▶ **EXERCISE OBJECTIVE**: Print the records below exactly as they appear. Omit all pictures.

BEGIN PROVIDED DATA

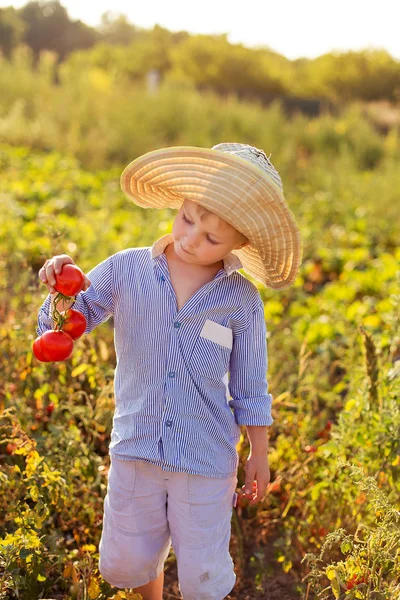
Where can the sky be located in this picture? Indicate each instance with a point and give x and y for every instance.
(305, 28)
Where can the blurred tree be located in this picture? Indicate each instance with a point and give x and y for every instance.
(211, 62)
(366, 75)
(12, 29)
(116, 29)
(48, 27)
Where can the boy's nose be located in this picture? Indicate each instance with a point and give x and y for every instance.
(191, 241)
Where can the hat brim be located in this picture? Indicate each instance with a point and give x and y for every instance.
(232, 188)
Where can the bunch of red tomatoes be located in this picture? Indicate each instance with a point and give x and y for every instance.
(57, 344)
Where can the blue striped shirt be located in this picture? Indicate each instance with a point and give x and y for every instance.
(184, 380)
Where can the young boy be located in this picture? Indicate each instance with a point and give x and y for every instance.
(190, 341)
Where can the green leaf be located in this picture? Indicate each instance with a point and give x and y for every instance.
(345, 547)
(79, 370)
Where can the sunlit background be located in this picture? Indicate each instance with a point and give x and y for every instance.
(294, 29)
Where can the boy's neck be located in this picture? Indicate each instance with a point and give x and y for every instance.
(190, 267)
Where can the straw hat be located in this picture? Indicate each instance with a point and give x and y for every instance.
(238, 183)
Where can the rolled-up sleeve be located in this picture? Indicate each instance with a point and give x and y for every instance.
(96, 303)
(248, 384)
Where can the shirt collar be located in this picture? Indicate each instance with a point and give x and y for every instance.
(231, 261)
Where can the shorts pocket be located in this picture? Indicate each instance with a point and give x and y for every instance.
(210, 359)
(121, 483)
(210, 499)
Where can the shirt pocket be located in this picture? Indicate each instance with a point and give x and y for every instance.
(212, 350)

END PROVIDED DATA

▶ **REPLY TO THE TASK**:
Where can the sky be located in this picture? Indicate each instance with a point and give x and y for every instance.
(305, 28)
Where can the blurred tree be located in this picture? Indicate each instance with a point and give x and y for every instance.
(211, 62)
(366, 75)
(12, 29)
(116, 29)
(48, 27)
Where can the boy's nose be located in this picture? Indicate each instance with a point and give x and y for every instance.
(191, 241)
Where can the hat brim be located in this picture? Indicate each instance with a point and give x and y for every instance.
(232, 188)
Where can the bunch of red tomatoes be located in this picture? Indicate each instance with a point and give x and y for every instance.
(57, 344)
Where can the blue striped shirt be located in this picture? Indicate each instance with a point and give x and y for every instance.
(184, 380)
Where can the young boy be located in this picture? Indicate each instance with a point and give x and y for every instance.
(190, 341)
Where can the green leaf be located in this picture? Indicate each instance with a point and give x and y for every instance.
(345, 547)
(79, 370)
Where can the sunlit background be located in this picture? Indicate each instance with a point and give x and y for every instance.
(294, 29)
Where can the boy's neck be located in this picture? Indicate each instance with a point and give x and y for every instance.
(190, 267)
Where can the straw hat be located in this picture? Indicate each instance with a point and give x and y for every instance.
(238, 183)
Where can the rolled-up sleeve be located in this picture? Indicate each instance with a point and give x and y for every instance.
(96, 303)
(248, 384)
Where can the shirt collar be located in this picture? Indicate each instance with a point and give x and y for every instance.
(231, 261)
Where can the shorts pocket be located in this picture? Indicate each instance with a point and give x and y for every instance.
(210, 359)
(121, 483)
(210, 499)
Where can the shirt pocket be located in this picture? Indicate each instance with a point and give x and y for every instance.
(212, 350)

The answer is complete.